- **Exercise description**
Lay out every line of the listing below as a Markdown table with the columns Row and Line, numbering the rows in order and skipping blank lines. Leave the pictures out of your answer.

- **Object pointing dataset rows**
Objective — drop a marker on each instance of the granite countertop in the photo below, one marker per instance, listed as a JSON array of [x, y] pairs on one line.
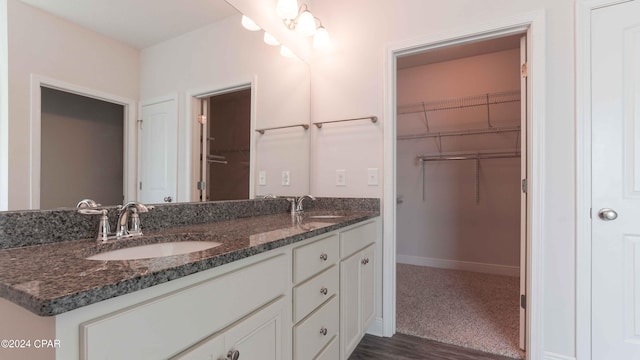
[[51, 279]]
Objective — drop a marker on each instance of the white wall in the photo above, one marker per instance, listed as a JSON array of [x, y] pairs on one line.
[[350, 81], [448, 227], [41, 44], [225, 54]]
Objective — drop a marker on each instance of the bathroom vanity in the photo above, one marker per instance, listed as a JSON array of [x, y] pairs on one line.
[[279, 286]]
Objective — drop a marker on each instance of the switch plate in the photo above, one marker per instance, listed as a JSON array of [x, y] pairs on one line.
[[286, 178], [341, 177], [372, 176]]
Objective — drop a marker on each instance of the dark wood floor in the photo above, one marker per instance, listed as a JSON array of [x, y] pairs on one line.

- **Finished exercise**
| Row | Line |
|---|---|
| 1 | Objective — drop a marker on each instance of the granite countertop in the photo below, one marker per instance, listed as a JSON array of [x, y] pairs on one line. |
| 2 | [[51, 279]] |
| 3 | Objective — drop a marker on each instance of the white wall in the photo above, one marker per instance, listed as a JSON array of [x, y] pairs on one line. |
| 4 | [[350, 81], [448, 227], [41, 44], [225, 54]] |
| 5 | Objective — drop a marker on each instance of the bathroom vanity in the photo above, one marker per instance, listed as a JSON array of [x, y] pairs on one line. |
| 6 | [[279, 286]] |
| 7 | Objective — drop a marker on each instance of the switch plate in the photo above, one marker per instance, listed as a JSON array of [x, y] pairs on one line. |
| 8 | [[286, 178], [341, 177], [372, 176]] |
| 9 | Objective — drop a marker on each instance of the dark wood floor in the photo above, one marker per instance, listed as a JSON array of [x, y] pairs on one line. |